---------- Material for this exercise

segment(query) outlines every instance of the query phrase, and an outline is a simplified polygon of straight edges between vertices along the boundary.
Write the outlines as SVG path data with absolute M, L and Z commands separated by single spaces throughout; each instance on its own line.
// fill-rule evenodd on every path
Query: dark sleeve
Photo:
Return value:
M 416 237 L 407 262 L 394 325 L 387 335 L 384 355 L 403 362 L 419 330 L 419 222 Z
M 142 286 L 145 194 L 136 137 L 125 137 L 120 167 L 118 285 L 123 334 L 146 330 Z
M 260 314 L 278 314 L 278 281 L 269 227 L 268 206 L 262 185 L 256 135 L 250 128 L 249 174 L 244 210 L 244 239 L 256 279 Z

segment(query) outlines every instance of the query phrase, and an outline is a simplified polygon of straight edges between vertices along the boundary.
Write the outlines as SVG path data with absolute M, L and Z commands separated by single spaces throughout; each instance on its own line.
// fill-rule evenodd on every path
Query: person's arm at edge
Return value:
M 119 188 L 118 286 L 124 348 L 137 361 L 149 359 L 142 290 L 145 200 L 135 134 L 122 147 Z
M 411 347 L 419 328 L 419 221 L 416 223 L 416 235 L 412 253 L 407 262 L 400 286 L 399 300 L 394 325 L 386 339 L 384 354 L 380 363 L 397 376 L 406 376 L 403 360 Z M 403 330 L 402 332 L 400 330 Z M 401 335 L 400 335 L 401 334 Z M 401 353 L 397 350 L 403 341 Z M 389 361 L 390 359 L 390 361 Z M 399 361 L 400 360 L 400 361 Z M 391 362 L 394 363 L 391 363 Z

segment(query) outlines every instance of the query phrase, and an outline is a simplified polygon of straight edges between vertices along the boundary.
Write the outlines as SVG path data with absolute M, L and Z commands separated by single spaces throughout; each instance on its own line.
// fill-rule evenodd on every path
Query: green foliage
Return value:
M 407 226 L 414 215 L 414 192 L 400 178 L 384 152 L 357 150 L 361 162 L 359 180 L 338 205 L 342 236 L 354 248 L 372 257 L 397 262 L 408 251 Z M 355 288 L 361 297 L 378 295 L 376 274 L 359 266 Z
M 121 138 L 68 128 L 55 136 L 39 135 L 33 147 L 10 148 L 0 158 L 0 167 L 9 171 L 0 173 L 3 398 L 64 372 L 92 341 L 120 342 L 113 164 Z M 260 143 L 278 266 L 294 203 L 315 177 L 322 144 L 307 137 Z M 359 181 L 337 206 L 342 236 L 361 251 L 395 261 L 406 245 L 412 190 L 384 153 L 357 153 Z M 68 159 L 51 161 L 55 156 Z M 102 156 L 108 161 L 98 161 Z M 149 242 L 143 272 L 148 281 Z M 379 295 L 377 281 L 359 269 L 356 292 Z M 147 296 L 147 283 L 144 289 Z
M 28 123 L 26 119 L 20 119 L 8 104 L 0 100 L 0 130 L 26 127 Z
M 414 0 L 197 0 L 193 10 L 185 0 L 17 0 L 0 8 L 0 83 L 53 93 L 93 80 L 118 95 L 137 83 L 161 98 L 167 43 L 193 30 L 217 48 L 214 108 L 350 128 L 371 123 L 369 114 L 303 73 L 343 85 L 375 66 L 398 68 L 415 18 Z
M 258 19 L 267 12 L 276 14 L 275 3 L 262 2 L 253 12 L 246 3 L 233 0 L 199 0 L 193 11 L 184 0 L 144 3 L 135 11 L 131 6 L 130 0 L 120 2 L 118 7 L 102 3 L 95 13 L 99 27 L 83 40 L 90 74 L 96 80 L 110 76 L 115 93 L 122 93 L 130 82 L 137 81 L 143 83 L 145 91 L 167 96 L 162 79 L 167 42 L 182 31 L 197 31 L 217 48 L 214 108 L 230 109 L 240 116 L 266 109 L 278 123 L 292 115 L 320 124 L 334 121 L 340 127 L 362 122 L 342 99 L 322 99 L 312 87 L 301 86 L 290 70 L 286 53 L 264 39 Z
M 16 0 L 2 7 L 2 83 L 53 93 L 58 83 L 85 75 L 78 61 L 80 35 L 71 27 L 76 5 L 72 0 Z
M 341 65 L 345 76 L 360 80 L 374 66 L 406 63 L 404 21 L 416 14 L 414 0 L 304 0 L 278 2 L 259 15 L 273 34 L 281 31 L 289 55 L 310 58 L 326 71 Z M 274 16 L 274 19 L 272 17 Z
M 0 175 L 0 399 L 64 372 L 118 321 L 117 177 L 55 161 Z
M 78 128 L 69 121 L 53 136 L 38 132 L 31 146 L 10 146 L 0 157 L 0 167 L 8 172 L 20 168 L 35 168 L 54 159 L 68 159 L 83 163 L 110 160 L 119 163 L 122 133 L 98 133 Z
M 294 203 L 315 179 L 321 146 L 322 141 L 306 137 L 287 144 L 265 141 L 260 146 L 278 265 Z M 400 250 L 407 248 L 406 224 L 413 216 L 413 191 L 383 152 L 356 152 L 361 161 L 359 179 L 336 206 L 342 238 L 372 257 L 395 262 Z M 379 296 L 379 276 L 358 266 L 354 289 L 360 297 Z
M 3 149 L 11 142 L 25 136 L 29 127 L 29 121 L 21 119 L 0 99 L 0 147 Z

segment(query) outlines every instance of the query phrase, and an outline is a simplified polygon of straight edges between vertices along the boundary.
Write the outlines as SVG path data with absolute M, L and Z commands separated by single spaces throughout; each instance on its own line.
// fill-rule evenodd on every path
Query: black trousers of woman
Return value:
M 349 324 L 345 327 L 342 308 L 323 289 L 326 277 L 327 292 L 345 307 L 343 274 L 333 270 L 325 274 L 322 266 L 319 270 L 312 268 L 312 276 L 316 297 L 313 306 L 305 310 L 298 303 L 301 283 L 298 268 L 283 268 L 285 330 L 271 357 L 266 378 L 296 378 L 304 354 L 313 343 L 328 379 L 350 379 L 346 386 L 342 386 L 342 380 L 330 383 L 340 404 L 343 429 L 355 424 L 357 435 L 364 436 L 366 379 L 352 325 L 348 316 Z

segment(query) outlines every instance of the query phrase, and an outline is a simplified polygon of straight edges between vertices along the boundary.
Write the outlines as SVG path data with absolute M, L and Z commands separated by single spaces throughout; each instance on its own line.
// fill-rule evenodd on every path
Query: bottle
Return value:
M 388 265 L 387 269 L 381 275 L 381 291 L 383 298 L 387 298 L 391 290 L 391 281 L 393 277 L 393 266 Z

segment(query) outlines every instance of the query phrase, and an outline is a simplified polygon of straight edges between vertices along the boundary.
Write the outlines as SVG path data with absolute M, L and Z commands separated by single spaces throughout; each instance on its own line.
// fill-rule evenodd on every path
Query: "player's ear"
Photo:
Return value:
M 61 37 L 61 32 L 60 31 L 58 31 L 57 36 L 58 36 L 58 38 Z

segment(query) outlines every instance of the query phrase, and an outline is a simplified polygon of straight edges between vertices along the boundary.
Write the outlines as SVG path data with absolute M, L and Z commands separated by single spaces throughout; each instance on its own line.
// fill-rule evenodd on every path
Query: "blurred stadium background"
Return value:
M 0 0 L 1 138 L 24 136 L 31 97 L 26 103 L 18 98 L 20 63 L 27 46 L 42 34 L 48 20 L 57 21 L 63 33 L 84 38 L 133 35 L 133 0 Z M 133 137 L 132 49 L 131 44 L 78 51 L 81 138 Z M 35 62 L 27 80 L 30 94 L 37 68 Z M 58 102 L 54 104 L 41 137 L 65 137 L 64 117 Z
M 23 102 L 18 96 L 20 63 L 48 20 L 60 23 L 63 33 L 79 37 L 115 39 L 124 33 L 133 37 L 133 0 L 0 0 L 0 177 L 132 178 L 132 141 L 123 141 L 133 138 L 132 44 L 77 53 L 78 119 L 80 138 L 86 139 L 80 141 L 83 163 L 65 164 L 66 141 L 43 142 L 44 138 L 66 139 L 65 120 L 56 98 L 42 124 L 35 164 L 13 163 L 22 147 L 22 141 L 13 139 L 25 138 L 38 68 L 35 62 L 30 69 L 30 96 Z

--------------------

• _To do_
Starting with the first line of the records, repeat every line up to and including the one containing "Query: green foliage", and nothing else.

• _Expected output_
segment(query) outlines every instance of the query phrase, and an outline is a simplified polygon of straight edges between vertices along the boundary.
Write the outlines as SVG path data with absolute M, L and Z commands separated by single spaces throughout; each instance on its own line.
// fill-rule evenodd on every path
Query: dark sleeve
Photo:
Return value:
M 416 237 L 407 262 L 394 325 L 387 335 L 384 355 L 403 362 L 419 330 L 419 222 Z
M 142 286 L 145 194 L 136 137 L 125 137 L 120 167 L 118 285 L 123 334 L 146 330 Z
M 260 314 L 278 314 L 278 281 L 269 227 L 268 206 L 262 185 L 256 135 L 250 128 L 249 174 L 244 210 L 244 239 L 256 279 Z

segment(query) outlines every instance of the query phrase, and an outline is a simplified polygon of straight edges between vertices along the boundary.
Write the outlines as SVG path data with absolute M, L and Z commands separated by single spaces throughout; each instance on its own line.
// fill-rule evenodd on every path
Query: person's arm at edge
Return value:
M 119 188 L 118 286 L 124 348 L 137 361 L 149 359 L 142 290 L 145 200 L 135 134 L 122 147 Z
M 411 347 L 419 328 L 419 221 L 416 223 L 416 235 L 412 253 L 407 262 L 400 286 L 399 300 L 394 325 L 386 339 L 384 354 L 380 363 L 397 376 L 406 376 L 403 360 Z M 403 330 L 402 332 L 400 330 Z M 401 335 L 400 335 L 401 334 Z M 401 353 L 397 350 L 403 341 Z M 389 361 L 390 359 L 390 361 Z M 399 361 L 400 360 L 400 361 Z M 391 362 L 394 363 L 391 363 Z

segment(query) outlines every instance of the query phrase, and an outline is a simplified polygon of straight edges between vertices along the boundary.
Write the outlines as SVG path data with absolute M, L and Z commands separated by single spaces throughout; each instance on its own line.
// fill-rule evenodd on every path
Query: green foliage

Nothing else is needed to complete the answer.